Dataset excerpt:
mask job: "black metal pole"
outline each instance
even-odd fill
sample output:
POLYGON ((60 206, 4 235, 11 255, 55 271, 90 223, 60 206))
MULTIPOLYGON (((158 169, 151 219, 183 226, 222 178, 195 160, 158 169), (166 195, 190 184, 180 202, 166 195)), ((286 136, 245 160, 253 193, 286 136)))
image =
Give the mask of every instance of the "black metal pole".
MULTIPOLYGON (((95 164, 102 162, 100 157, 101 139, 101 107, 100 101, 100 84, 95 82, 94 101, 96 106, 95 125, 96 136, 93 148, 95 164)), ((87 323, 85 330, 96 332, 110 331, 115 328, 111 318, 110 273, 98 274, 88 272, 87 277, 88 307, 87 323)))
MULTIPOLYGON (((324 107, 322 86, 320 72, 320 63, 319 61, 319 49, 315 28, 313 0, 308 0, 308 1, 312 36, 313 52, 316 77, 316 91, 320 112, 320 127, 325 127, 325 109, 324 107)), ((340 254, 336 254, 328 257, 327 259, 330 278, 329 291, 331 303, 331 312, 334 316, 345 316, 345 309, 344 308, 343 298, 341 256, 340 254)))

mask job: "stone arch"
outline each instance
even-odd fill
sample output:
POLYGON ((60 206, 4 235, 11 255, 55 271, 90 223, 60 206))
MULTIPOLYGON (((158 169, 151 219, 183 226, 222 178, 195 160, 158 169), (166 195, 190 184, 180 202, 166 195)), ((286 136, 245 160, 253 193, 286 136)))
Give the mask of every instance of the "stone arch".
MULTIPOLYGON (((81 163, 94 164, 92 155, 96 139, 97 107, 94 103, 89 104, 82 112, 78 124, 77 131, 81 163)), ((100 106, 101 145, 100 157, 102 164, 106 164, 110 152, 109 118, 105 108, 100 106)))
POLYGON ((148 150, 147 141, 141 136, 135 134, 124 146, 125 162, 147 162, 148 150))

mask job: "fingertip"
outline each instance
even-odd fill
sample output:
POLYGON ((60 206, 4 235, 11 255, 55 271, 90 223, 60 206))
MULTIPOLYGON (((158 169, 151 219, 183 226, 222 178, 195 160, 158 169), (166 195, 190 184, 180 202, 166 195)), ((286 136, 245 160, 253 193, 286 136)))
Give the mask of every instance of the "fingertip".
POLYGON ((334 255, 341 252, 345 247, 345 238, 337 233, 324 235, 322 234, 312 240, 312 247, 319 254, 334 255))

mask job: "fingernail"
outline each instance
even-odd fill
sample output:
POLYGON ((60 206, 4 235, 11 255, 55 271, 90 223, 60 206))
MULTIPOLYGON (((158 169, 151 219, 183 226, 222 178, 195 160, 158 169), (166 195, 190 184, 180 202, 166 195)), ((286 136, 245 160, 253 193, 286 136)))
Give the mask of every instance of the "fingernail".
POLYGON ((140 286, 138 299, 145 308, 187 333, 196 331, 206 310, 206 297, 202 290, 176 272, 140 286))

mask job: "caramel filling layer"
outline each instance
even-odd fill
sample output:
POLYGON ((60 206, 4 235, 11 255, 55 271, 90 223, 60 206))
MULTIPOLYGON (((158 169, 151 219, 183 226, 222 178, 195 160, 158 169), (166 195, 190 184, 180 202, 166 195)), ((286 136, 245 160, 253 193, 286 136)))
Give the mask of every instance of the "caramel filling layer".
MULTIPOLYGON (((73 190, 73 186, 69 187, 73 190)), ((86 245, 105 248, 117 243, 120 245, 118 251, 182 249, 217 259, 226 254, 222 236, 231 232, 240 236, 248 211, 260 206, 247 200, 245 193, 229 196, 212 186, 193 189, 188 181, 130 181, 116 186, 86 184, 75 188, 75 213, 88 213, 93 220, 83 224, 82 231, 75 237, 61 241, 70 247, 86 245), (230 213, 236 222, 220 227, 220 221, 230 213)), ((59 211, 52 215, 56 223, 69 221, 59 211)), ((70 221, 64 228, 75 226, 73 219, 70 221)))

Task goal:
Copy the rows of the dataset excerpt above word for word, from start to finish.

Written solution:
mask job: "black metal pole"
outline each instance
even-odd fill
sample output:
POLYGON ((60 206, 4 235, 11 255, 55 271, 90 223, 60 206))
MULTIPOLYGON (((158 169, 151 219, 183 226, 222 178, 195 160, 158 169), (166 195, 190 184, 180 202, 166 195)), ((286 136, 245 160, 253 193, 286 136)))
image =
Give the mask of every instance of the "black metal pole".
MULTIPOLYGON (((95 164, 102 162, 100 157, 101 139, 101 107, 100 101, 100 84, 95 82, 94 101, 96 106, 95 125, 96 136, 93 148, 95 164)), ((87 323, 85 330, 96 332, 110 331, 115 328, 111 318, 110 273, 98 274, 88 272, 87 277, 88 307, 87 323)))
MULTIPOLYGON (((324 107, 322 86, 320 72, 320 63, 319 61, 319 49, 315 28, 313 0, 308 0, 308 1, 312 36, 313 52, 316 77, 316 91, 320 112, 320 127, 325 127, 325 109, 324 107)), ((340 254, 336 254, 328 257, 327 259, 330 278, 329 291, 331 303, 331 312, 334 316, 345 316, 345 309, 344 308, 343 298, 341 256, 340 254)))

mask job: "stone arch"
outline each instance
even-odd fill
sample output:
POLYGON ((60 206, 4 235, 11 255, 55 271, 90 223, 60 206))
MULTIPOLYGON (((158 169, 151 219, 183 226, 222 178, 195 160, 158 169), (166 195, 190 184, 180 202, 166 195)), ((286 136, 245 160, 253 193, 286 136)))
Give the mask of every instance of the "stone arch".
MULTIPOLYGON (((81 163, 94 164, 92 155, 96 139, 97 107, 94 103, 89 104, 82 112, 78 124, 77 131, 81 163)), ((100 106, 101 145, 100 157, 102 164, 106 164, 110 152, 109 118, 105 108, 100 106)))
POLYGON ((148 150, 147 141, 141 136, 135 134, 124 146, 125 162, 147 162, 148 150))

mask job: "fingertip"
outline each instance
even-odd fill
sample output:
POLYGON ((60 206, 4 235, 11 255, 55 271, 90 223, 60 206))
MULTIPOLYGON (((158 169, 151 219, 183 226, 222 178, 195 160, 158 169), (166 195, 190 184, 180 202, 166 195)), ((286 136, 245 160, 253 193, 286 136)))
Give the mask of every instance of the "fingertip".
POLYGON ((334 255, 341 252, 345 247, 345 238, 337 233, 324 235, 322 234, 312 240, 312 247, 319 254, 334 255))

mask job: "fingernail"
outline each instance
even-odd fill
sample output:
POLYGON ((60 206, 4 235, 11 255, 55 271, 90 223, 60 206))
MULTIPOLYGON (((158 169, 151 219, 183 226, 222 178, 195 160, 158 169), (166 195, 190 184, 180 202, 166 195)), ((286 136, 245 160, 253 193, 286 136)))
Give the mask of every instance of the "fingernail".
POLYGON ((140 286, 138 299, 145 308, 187 333, 196 331, 206 310, 206 297, 202 290, 176 272, 140 286))

mask job: "caramel filling layer"
outline each instance
even-odd fill
sample output:
POLYGON ((60 206, 4 235, 11 255, 55 271, 90 223, 60 206))
MULTIPOLYGON (((158 169, 151 219, 183 226, 222 178, 195 160, 158 169), (166 195, 190 184, 180 202, 166 195)), ((286 136, 245 160, 253 193, 286 136)))
Give the mask of every instance of the "caramel filling layer".
MULTIPOLYGON (((73 190, 73 186, 69 187, 73 190)), ((86 245, 105 248, 117 243, 120 245, 118 251, 182 249, 217 259, 226 254, 222 236, 231 232, 240 236, 248 211, 260 206, 247 200, 245 193, 229 196, 212 186, 193 189, 188 181, 130 181, 116 186, 86 184, 75 188, 75 213, 88 213, 93 220, 83 224, 82 231, 75 237, 61 241, 70 247, 86 245), (230 213, 236 222, 220 227, 220 221, 230 213)), ((59 211, 52 215, 56 223, 69 221, 59 211)), ((70 221, 64 228, 75 226, 73 219, 70 221)))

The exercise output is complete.